Dining and Nutritional Services Manager
Job description
Dining and Nutritional Services Manager
Orchard Health and Rehabilitation
Ethica has a COVID-19 vaccinated workforce. New Associates must provide proof of vaccination prior to hire date.
- Responsible for planning, organizing, developing, and directing the overall operation of the Dining and Nutrition Services Department in accordance with current federal, state, and local regulations governing our nursing center, and as may be directed by the Administrator.
- Ensures nutritional food services are provided on a daily basis, the department is maintained in a clean, safe, and sanitary manner, and all clinical nutritional aspects of care are covered to provide quality patient care and patient safety.
- Assists with the preparation of the annual dining and nutritional center budget.
- Complies with established budget restraints.
- Maintains appropriate supplies and equipment necessary to perform job and in accordance with established departmental budget.
- Assumes responsibility for the Dining and Nutritional Services Department in compliance to federal, state, and local regulations.
- Evaluates and makes recommendations regarding the serving time of meals, sanitation, food handling procedures, and food service equipment.
- Evaluates food based on nutritional adequacy, method of preparation, taste, appearance, serving temperature, and portion size.
- Serves as a liaison between Dining and Nutritional Services Department and patients.
- May be required to plan and conduct in-service training programs.
- Evaluates, determines and maintains an adequate level of staffing for the Dining and Nutritional Services department in accordance with staffing budget.
- May be required to carry out duties of other Dining and Nutritional Services personnel as needed.
To be considered for this opportunity applicants must have:
An Associate’s/Bachelor’s degree in Hospitality Management, Food Service Management or related field. Certified Dietary Manager (CDM) preferred.
- A minimum of two years’ experience in a supervisory capacity in food services management.
- Experience in a hospital, skilled nursing care center, or other related medical facility setting strongly preferred.
- Training in cost control, food management, etc.

WHAT TO WORK ON –
A – In the job posting, what must new Associates provide before their hire date?
B – Translate this sentence from the job posting into Spanish: "Ethica has a COVID-19 vaccinated workforce."
C – Does the job posting agree with each statement? Answer yes or no, and quote the words that decide it.
(i) Applicants need at least two years of supervisory experience in food services management.
(ii) Applicants must hold the Certified Dietary Manager credential.
(iii) The manager serves as a liaison between the department and the Administrator.
Answer from the job posting only.

DATA EXCERPTS –
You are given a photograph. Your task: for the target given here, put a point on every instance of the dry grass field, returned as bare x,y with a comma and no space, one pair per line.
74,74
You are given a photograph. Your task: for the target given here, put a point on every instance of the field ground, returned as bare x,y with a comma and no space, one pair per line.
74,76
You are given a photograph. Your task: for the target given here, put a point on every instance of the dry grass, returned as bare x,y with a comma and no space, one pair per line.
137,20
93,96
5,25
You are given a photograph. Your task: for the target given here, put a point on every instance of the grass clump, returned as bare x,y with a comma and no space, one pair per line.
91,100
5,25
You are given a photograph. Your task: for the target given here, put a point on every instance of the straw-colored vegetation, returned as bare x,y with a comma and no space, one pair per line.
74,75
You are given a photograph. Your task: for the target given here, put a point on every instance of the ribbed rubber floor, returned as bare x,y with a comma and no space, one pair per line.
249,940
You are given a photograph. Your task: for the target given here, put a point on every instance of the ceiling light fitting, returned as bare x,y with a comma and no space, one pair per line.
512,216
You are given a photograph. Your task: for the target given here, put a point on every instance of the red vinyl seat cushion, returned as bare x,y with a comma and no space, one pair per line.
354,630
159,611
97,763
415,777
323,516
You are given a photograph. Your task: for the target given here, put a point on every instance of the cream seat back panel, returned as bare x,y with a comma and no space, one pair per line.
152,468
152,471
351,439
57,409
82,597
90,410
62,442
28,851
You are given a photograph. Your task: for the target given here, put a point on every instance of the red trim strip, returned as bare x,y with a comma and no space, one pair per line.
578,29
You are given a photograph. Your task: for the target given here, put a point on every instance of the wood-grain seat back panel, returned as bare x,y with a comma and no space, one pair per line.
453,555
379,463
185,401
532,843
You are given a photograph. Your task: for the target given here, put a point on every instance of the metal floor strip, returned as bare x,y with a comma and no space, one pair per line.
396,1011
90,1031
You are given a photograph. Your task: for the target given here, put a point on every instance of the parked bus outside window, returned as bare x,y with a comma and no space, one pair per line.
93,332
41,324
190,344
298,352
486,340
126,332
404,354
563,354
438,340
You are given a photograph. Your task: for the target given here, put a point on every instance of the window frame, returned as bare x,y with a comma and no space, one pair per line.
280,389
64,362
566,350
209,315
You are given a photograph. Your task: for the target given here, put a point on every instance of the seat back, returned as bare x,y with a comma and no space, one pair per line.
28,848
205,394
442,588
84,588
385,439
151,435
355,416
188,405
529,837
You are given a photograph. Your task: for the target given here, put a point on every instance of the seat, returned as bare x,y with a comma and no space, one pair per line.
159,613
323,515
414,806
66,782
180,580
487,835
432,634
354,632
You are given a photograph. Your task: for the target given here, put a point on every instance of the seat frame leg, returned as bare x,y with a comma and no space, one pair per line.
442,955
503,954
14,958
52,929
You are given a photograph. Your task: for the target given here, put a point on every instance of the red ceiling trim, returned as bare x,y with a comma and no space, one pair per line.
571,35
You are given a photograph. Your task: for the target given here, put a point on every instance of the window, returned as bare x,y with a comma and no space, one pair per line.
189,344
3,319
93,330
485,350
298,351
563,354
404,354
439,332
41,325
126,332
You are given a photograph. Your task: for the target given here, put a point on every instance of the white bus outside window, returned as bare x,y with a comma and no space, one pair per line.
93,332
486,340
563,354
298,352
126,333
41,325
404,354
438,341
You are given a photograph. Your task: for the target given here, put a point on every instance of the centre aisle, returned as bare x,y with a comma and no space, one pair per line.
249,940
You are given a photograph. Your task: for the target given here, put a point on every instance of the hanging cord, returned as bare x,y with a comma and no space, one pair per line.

OUTPUTS BY TASK –
A – Proof of COVID-19 vaccination.

B – Ethica cuenta con una plantilla vacunada contra la COVID-19.

C –
(i) Yes: "A minimum of two years’ experience in a supervisory capacity in food services management."
(ii) No: "Certified Dietary Manager (CDM) preferred."
(iii) No: "Serves as a liaison between Dining and Nutritional Services Department and patients."